__DATA LINES__:
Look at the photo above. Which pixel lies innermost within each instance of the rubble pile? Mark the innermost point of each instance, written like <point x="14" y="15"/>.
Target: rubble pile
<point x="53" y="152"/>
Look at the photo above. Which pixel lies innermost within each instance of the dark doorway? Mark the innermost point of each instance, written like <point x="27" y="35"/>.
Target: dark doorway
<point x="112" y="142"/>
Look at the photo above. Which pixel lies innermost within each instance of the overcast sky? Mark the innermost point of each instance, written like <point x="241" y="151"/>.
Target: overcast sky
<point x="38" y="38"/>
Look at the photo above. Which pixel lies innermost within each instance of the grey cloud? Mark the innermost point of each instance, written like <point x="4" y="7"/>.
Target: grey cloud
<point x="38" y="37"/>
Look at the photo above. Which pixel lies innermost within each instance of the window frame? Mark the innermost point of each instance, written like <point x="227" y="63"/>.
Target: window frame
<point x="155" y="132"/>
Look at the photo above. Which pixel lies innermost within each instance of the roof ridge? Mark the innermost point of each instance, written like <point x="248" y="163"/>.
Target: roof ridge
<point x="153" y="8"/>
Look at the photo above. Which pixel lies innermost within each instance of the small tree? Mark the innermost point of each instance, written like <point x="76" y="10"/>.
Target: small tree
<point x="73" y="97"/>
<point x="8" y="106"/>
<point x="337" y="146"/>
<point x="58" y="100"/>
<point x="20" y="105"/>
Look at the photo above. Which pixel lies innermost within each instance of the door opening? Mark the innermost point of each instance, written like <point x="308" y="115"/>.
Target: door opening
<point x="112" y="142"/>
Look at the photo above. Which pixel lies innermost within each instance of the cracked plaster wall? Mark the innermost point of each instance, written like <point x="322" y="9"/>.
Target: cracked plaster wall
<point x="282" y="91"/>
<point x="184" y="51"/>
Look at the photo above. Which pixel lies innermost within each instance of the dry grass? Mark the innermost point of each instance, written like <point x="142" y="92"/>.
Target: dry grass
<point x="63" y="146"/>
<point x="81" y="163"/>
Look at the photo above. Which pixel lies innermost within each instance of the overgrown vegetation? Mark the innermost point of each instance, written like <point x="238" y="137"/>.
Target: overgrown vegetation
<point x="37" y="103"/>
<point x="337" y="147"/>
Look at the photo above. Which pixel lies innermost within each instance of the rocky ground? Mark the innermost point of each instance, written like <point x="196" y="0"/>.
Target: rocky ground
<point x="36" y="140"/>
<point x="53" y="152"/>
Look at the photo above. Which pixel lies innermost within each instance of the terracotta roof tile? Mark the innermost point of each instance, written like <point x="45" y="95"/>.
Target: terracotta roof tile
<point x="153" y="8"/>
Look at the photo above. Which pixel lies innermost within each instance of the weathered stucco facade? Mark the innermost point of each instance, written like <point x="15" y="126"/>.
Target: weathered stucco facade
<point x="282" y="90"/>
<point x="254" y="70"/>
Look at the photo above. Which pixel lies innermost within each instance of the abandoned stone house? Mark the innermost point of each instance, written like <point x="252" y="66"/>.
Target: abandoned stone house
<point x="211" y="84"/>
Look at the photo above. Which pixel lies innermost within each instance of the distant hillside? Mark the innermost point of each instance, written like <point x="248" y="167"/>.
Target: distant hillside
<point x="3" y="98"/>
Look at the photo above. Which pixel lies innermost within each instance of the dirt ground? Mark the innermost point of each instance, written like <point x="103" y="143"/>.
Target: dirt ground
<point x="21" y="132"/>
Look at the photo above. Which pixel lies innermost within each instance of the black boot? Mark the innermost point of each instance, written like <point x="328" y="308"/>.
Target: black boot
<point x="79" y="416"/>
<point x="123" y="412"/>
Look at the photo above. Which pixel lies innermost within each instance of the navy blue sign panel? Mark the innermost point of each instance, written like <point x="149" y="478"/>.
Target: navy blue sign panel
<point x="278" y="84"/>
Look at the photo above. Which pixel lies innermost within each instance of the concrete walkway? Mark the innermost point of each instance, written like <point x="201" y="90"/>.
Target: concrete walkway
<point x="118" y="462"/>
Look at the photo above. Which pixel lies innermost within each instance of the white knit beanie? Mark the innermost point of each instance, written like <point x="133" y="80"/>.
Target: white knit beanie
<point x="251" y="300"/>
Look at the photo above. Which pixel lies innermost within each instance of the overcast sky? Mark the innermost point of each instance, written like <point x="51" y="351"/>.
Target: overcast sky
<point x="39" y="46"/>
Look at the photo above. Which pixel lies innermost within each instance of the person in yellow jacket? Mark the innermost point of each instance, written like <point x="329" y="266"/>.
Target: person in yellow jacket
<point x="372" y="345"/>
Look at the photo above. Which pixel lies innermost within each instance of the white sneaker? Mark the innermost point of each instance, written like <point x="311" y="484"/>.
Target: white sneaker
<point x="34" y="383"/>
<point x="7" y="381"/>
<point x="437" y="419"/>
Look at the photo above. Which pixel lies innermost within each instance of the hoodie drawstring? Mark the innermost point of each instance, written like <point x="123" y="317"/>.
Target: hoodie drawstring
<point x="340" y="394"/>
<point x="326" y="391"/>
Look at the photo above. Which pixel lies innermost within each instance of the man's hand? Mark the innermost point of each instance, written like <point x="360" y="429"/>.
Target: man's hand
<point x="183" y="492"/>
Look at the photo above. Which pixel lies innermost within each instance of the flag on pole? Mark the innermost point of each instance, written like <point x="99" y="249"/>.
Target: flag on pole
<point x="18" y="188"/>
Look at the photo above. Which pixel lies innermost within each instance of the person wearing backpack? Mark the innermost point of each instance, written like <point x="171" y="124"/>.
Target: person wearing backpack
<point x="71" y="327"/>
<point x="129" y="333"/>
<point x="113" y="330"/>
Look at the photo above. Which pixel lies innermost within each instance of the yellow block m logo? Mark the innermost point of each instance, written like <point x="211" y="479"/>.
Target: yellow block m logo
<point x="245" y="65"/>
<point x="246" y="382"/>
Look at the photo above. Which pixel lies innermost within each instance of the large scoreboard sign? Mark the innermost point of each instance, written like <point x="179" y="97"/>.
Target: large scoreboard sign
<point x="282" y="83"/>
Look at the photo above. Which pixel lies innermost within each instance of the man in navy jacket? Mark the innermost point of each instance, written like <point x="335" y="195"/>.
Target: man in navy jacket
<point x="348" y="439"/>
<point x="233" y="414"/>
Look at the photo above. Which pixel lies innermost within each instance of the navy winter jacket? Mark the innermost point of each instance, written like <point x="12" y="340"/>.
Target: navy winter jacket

__JOB__:
Set down the listing above in full, please, exactly as it appears.

__ANSWER TO THE TASK__:
Look at the photo above. Which pixel lies innermost within each instance of the rubble pile? Mark the innermost point of each instance, written like <point x="14" y="15"/>.
Target: rubble pile
<point x="53" y="152"/>
Look at the photo above. Which pixel lies innermost within each instance of the dark doorway? Mark the innermost point of each instance, written like <point x="27" y="35"/>.
Target: dark doorway
<point x="112" y="142"/>
Look at the photo above. Which pixel lies innermost within each instance of the overcast sky? Mark the innermost point of each instance, written like <point x="241" y="151"/>.
Target: overcast sky
<point x="38" y="38"/>
Look at the photo above. Which pixel lies innermost within each instance of the grey cloud? Mark the innermost point of each instance, written like <point x="4" y="7"/>.
Target: grey cloud
<point x="38" y="37"/>
Look at the photo above. Which pixel lies innermost within each instance of the window frame? Mark the innermost point of each instance, written like <point x="227" y="63"/>.
Target: window frame
<point x="155" y="132"/>
Look at the photo above. Which pixel lies innermost within each instance of the roof ridge? Mark the innermost point of each instance, written like <point x="248" y="163"/>.
Target: roof ridge
<point x="153" y="8"/>
Look at the photo above. Which pixel lies innermost within each instance of the small tree? Mark the innermost point of each instance, written like <point x="76" y="10"/>.
Target: small tree
<point x="73" y="97"/>
<point x="8" y="106"/>
<point x="337" y="146"/>
<point x="58" y="100"/>
<point x="20" y="105"/>
Look at the photo above. Which pixel lies innermost within each instance of the door opening? Mark the innermost point of each instance, written like <point x="308" y="115"/>.
Target: door opening
<point x="112" y="142"/>
Look at the photo above. Which pixel lies innermost within each instance of the cracked plaster wall? Mark the innermost point of each instance, written like <point x="322" y="9"/>.
Target: cracked plaster wall
<point x="282" y="91"/>
<point x="184" y="51"/>
Look at the photo above. Which pixel lies innermost within each instance of the dry grass? Mark the innermost point of each instance, written like <point x="142" y="92"/>.
Target: dry grass
<point x="63" y="146"/>
<point x="81" y="163"/>
Look at the photo above. Which pixel lies innermost within each instance of the overgrown vegetation? Mark the innermost point of each instance, written like <point x="238" y="137"/>.
Target: overgrown vegetation
<point x="37" y="103"/>
<point x="337" y="147"/>
Look at the photo above. Which pixel lies innermost within each instance of the rocky ground? Mark the innermost point of each instance, written like <point x="196" y="0"/>.
Target: rocky ground
<point x="36" y="140"/>
<point x="53" y="152"/>
Look at the photo above. Which pixel lies innermost within each instance of the terracotta roof tile? Mark the innermost point of each instance, written like <point x="45" y="95"/>.
Target: terracotta roof tile
<point x="153" y="8"/>
Look at the photo above. Which pixel lies innermost within each instance of the weathered stucco facade? Mark the innermost point of each instance, written like <point x="15" y="126"/>.
Target: weathered stucco facade
<point x="282" y="90"/>
<point x="254" y="70"/>
Look at the photo above. Which pixel lies innermost within each instance of the abandoned stone house? Mark the innermost point of each instance, written like <point x="252" y="66"/>.
Target: abandoned stone house
<point x="211" y="84"/>
Look at the photo above. Which pixel lies innermost within each instance of the distant hillside? Mark the innermost point of each instance, written like <point x="248" y="167"/>.
Target: distant hillside
<point x="3" y="98"/>
Look at the photo above. Which pixel lies innermost within each instance of the dirt ground? Mark the innermost point of each instance, written like <point x="103" y="143"/>.
Target: dirt ground
<point x="21" y="132"/>
Look at the photo above. Which pixel lies innermost within each instance of the black boot? Mark the innermost point of each instance, written like <point x="328" y="308"/>.
Target: black boot
<point x="79" y="416"/>
<point x="123" y="412"/>
Look at the photo above. Which pixel lies innermost within each instance of the navy blue sign panel? Mark the innermost point of each instance, written like <point x="149" y="478"/>.
Target: navy blue sign panel
<point x="278" y="84"/>
Look at the photo above. Which pixel lies innermost within each instance of the concrete walkway? Mark the innermost point of each instance, written like <point x="201" y="90"/>.
Target: concrete walkway
<point x="118" y="462"/>
Look at the photo above. Which pixel lies innermost within each instance of the white knit beanie? Mark the innermost point of each instance, written like <point x="133" y="80"/>.
Target: white knit beanie
<point x="251" y="300"/>
Look at the photo above. Which pixel lies innermost within each instance of the overcast sky? Mark the innermost point of each instance, written like <point x="51" y="351"/>.
Target: overcast sky
<point x="39" y="46"/>
Look at the photo above. Which pixel lies innermost within each instance of the person in yellow jacket? Mark the innermost point of each instance, written like <point x="329" y="266"/>.
Target: person in yellow jacket
<point x="372" y="345"/>
Look at the photo above. Which pixel lies innermost within each instance of the white sneaker? Mark the innermost point of each instance, written like <point x="311" y="484"/>.
Target: white sneaker
<point x="34" y="383"/>
<point x="7" y="381"/>
<point x="437" y="419"/>
Look at the photo above. Which pixel lies innermost within each instance of the hoodie drawstring? Mark the innermost point of each instance, written like <point x="123" y="317"/>.
Target: hoodie drawstring
<point x="340" y="394"/>
<point x="326" y="391"/>
Look at the photo above. Which pixel lies innermost within each instance of the man's hand? Mark the innermost point of each instance, written like <point x="360" y="429"/>.
Target: man's hand
<point x="183" y="492"/>
Look at the photo above. Which pixel lies innermost within each instance of the flag on pole? Mark the innermost point of each instance, written like <point x="99" y="249"/>.
Target: flag on pole
<point x="18" y="188"/>
Look at the photo above. Which pixel lies innermost within each instance of the person wearing backpack? Mark the innermost point of each instance, written like <point x="171" y="124"/>.
Target: person wearing backpack
<point x="71" y="327"/>
<point x="129" y="333"/>
<point x="113" y="330"/>
Look at the photo above. Which pixel lies innermost within each instance of the yellow block m logo? Mark the innermost point of each instance, written like <point x="211" y="479"/>.
Target: yellow block m logo
<point x="245" y="65"/>
<point x="246" y="382"/>
Look at the photo above. Which pixel lies innermost within each instance of the large scoreboard sign? Mark the innermost point of each instance, written like <point x="179" y="97"/>.
Target: large scoreboard sign
<point x="282" y="83"/>
Look at the photo above. Which pixel lies innermost within each instance of the man in navy jacket? Mark the innermost point of each instance, written like <point x="335" y="195"/>.
Target: man in navy jacket
<point x="348" y="439"/>
<point x="233" y="414"/>
Look at the photo above. Which pixel lies innermost within each instance of the navy winter jacket? Mark the innermost point of each instance, written like <point x="12" y="340"/>.
Target: navy winter jacket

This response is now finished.